• Text excerpt:
"""

Panahi described her parents as "relaxed Muslims who were not particularly political". However, her family was targeted by the Shia Islamist government of the Ayatollah Khomeini. In 1984, they were accepted by Australia as refugees and lived in Melbourne.

Panahi worked in banking while attending Monash University, studying but not completing a Bachelor of Business Finance. She joined Australian Young Labor and volunteered in the 1996 election campaign. Panahi worked as a personal banker at Colonial Mutual and was the youngest branch manager in the company's history. She has a child with an undisclosed father and was a single parent as of 2016.

Media career
Panahi initially wrote for the daily free commuter newspaper mX, writing a weekly sports gossip column. Her column was picked up for a second year and by 2007 she was a regular guest on the AM sports radio station SEN. She earned her MBA from Swinburne. In September 2007, Panahi began  working for the Herald Sun, published by the Herald and Weekly Times (HWT), a subsidiary of News Corp Australia. Panahi is also a regular guest on Sky News Australia and Sunrise on the Seven Network. She is also a radio commentator on 3AW and 2GB.

In March 2018, Panahi began hosting The Friday Show on Sky News Live.

Views
Panahi is described as a conservative. 

She has been described as 'surprisingly' progressive on some social issues. Writing for SBS, Margaret Simons observed that Panahi hates homophobia and has argued in favour of women choosing single motherhood, as she has.

In January 2015, Panahi sparred with Andrew O'Keefe on Weekend Sunrise over Islamic extremists. She said "We've got to stop ... pretending like Islam is like any other religion as far as being behind incidences of terror" and "if you value the rights of women you’d have issues with the burqa". 
In January 2015, she wrote an article entitled "Islam, you have a very serious problem" which was published in the Daily Telegraph. News website New Matilda published an open letter critical of Panahi's article.

In a debate over racism in early 2016, Panahi was on a team opposing ABC presenter Stan Grant. Panahi argued that Australia should not be characterised as racist.

In January 2017, Panahi was encouraged by Michael Kroger to stand for Liberal Party pre-selection in the Victorian state electorate of Frankston.

"""

• Raw data:
"""

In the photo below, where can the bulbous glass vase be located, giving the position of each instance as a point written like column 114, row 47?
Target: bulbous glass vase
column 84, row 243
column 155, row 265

"""

• Prompt 1: According to the Panahi profile, in what year did Australia accept her family as refugees?
• Prompt 2: Name every radio station that the Panahi profile says she has appeared on.
• Prompt 3: Using the Panahi profile, explain why she is described as progressive on some social issues.

• Written response 1: 1984

• Written response 2: SEN, 3AW, 2GB

• Written response 3: Writing for SBS, Margaret Simons observed that Panahi hates homophobia. Simons also noted that Panahi has argued in favour of women choosing single motherhood, as Panahi herself has.